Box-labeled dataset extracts
►
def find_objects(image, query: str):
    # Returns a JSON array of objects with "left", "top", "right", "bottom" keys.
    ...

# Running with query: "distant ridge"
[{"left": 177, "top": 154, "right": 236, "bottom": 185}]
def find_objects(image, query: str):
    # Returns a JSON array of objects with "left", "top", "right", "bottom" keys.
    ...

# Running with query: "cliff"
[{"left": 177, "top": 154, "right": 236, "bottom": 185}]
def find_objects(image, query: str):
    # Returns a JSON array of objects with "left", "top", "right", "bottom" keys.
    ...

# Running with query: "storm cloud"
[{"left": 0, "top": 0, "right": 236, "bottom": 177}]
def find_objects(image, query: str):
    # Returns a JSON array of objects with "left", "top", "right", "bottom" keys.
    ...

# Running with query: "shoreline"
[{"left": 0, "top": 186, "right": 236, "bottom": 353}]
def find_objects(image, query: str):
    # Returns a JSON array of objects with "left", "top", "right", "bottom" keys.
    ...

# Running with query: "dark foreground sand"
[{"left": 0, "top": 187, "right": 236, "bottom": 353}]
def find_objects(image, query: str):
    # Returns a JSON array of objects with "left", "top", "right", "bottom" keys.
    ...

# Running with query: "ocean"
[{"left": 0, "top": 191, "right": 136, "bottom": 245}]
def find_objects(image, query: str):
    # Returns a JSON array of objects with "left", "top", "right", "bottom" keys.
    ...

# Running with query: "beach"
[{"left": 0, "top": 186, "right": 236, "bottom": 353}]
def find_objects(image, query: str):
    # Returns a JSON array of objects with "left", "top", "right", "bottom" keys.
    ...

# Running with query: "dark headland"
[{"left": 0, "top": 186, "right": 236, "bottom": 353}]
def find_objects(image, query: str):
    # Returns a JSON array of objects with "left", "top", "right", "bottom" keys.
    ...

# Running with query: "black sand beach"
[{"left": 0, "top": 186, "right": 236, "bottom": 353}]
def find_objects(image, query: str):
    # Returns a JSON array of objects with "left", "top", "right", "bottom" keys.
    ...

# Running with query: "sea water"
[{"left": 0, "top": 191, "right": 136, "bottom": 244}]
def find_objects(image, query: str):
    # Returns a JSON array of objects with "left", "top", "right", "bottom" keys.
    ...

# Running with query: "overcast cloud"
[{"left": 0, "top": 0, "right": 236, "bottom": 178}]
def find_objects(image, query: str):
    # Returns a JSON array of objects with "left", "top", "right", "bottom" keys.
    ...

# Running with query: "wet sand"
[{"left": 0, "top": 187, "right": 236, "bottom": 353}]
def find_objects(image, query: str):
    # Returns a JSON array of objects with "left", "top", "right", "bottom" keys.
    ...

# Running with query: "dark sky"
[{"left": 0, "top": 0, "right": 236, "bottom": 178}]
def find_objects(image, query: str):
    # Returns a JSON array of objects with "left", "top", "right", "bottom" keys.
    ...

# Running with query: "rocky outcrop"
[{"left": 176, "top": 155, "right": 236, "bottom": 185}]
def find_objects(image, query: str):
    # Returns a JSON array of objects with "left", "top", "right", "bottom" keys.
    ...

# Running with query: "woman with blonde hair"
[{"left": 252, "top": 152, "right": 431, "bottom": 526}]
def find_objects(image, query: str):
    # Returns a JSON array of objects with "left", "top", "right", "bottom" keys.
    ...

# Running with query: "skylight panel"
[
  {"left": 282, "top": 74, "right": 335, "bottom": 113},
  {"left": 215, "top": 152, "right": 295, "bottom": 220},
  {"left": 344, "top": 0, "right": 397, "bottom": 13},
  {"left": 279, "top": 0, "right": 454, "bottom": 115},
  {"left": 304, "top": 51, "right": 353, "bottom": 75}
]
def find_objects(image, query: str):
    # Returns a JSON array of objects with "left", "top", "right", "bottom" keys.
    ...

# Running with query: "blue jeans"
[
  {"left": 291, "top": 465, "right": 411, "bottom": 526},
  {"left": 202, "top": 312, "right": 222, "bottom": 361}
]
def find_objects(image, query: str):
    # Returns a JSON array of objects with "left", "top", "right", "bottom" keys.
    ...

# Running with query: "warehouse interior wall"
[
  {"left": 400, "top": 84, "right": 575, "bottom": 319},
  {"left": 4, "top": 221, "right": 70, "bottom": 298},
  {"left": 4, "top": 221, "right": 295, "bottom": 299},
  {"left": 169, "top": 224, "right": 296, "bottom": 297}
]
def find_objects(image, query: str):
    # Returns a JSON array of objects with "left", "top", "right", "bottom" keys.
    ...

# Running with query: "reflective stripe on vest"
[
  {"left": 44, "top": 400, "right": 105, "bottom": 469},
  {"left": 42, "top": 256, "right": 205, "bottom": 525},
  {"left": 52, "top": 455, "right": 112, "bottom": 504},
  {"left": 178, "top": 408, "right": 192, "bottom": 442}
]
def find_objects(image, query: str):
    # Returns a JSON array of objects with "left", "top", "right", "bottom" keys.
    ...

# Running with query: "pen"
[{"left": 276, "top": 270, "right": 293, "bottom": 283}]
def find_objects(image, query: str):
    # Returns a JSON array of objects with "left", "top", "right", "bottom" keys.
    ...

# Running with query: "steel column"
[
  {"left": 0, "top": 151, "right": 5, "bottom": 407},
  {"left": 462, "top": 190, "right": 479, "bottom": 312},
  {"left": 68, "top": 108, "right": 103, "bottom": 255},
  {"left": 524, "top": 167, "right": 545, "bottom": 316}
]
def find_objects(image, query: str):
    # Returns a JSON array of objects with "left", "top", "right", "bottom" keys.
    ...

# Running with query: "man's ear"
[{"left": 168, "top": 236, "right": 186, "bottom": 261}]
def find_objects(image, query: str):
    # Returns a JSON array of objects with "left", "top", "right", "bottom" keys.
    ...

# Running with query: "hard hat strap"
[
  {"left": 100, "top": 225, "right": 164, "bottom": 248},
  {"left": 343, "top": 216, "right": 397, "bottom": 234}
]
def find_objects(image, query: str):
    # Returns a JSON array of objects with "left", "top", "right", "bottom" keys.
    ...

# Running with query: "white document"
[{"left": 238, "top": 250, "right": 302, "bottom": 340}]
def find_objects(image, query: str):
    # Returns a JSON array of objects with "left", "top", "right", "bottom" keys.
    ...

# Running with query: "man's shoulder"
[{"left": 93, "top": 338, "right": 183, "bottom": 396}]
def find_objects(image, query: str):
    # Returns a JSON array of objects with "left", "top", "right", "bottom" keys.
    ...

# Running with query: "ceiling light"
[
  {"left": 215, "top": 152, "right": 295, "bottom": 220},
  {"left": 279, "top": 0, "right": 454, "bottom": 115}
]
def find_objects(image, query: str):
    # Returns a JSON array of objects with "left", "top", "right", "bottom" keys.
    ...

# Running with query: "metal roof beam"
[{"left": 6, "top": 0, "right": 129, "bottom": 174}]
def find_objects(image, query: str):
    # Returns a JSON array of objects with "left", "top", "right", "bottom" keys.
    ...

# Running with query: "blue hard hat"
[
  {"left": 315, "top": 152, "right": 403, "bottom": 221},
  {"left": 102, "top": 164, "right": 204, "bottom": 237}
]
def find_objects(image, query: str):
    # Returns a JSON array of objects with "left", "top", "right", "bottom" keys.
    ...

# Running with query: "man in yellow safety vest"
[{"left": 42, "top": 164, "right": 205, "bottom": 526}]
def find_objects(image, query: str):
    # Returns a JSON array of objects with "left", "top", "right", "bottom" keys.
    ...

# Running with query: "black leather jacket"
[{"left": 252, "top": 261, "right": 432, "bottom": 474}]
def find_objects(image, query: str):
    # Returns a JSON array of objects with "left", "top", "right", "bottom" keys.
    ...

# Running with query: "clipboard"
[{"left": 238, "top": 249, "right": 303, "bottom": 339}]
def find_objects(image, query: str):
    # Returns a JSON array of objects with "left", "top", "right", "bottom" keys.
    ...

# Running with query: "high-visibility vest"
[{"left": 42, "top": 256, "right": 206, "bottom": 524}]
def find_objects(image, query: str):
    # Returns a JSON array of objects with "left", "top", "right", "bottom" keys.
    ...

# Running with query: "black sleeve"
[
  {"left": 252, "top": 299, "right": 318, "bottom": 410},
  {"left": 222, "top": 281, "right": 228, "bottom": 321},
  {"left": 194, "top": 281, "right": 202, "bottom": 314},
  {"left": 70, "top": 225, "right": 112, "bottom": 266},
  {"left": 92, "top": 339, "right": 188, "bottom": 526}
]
◄
- _Task directions_
Please gather every line of the entries above that contains the string "sand".

- _Right answer_
# Running with query: "dark foreground sand"
# Running with query: "black sand beach"
# Running with query: "wet sand"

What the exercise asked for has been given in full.